### SET TASK
Output exactly, please, the lines of the records below from the one containing "ceiling fan blade." through the final line.

Pointing and labeling entries:
--------------------

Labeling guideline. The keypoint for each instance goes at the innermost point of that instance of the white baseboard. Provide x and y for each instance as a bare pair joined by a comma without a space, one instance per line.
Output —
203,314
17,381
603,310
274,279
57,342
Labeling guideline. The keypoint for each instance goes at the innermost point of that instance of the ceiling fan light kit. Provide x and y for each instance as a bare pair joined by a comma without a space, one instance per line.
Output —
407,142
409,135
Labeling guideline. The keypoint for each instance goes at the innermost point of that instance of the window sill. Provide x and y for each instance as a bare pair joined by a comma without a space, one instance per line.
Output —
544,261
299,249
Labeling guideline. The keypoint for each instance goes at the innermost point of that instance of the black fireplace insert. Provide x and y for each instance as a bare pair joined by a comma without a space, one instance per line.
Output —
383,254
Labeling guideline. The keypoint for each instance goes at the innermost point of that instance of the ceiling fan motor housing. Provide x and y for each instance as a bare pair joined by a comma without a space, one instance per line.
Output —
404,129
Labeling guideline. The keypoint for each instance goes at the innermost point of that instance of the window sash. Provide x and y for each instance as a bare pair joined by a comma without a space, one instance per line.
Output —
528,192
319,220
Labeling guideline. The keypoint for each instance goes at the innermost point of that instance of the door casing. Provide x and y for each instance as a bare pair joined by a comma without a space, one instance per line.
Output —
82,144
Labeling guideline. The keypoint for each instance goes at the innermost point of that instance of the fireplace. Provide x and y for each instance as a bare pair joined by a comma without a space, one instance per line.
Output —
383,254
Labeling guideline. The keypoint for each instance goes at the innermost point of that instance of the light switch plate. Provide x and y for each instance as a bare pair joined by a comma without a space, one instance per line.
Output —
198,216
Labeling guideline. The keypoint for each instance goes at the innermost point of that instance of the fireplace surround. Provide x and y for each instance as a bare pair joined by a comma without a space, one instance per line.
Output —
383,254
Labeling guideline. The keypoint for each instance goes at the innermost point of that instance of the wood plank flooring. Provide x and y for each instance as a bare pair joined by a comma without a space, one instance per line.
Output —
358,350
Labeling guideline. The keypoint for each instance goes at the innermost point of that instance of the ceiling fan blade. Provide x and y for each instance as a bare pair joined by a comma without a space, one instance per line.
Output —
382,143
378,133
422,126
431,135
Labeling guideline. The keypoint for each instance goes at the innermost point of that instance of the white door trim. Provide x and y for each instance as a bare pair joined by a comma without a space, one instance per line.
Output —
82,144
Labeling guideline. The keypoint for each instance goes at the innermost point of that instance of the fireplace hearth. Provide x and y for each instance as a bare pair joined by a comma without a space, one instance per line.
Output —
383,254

--------------------

### REPLY
Labeling guideline. The keypoint for each instance goes at the innermost point of that instance of the ceiling fan blade. Provide x and y for each instance as a bare pair joined by a comma without a space, one instance per line.
Output —
382,143
378,133
422,126
431,135
Labeling guideline. The keypoint for each instance goes at the innermost point of that instance of the white door trim. Provide x and y for each instance as a bare pair joined by a comma without a space, one instance per line.
Output —
82,144
Labeling guideline. The keypoint for each instance goes at the innermost point of that instance of the fireplace hearth. Provide x and y for each instance as a bare pair joined by a comma without a space, one instance per line.
Output —
383,254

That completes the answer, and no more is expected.